Is your work more enjoyable today or 25 years ago?

I generally enjoy my work because, if I didn’t, I suppose I would have felt burnt out by now, I would have lost my enthusiasm and motivation to work. While I was setting up my company, I was handling many different things, from production, administration, accountancy and transport to other things that needed to be done at the time. Today I can say that we have created an organization of work that allows me to give voice to my aspirations. Today I can focus on developing the company’s strategy and implementing visions that have been evolving in me for a long time now. To put it simply, for the past 25 years I have worked in almost all positions in my own company and now I am where I am. It’s a process and I think it hasn’t ended yet.

Peter Drucker, one of the most renowned 20th-century management consultants said: “Whenever you see a successful business, someone once made a courageous decision.” Do you have your own list of courageous decisions from the past 25 years?

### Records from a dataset
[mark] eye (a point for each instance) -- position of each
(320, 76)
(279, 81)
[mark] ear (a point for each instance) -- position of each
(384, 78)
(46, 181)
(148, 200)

### Prompt
Answer these questions from the interview excerpt:
(a) Which areas did the speaker handle while setting up the company?
(b) What can the speaker focus on today?
(c) How does the interview excerpt describe Peter Drucker?
Rely only on the interview excerpt for your answers.

### Result below
(a) Production, administration, accountancy, transport, and other things that needed to be done at the time.
(b) Developing the company's strategy and implementing visions that have been evolving for a long time.
(c) As one of the most renowned 20th-century management consultants.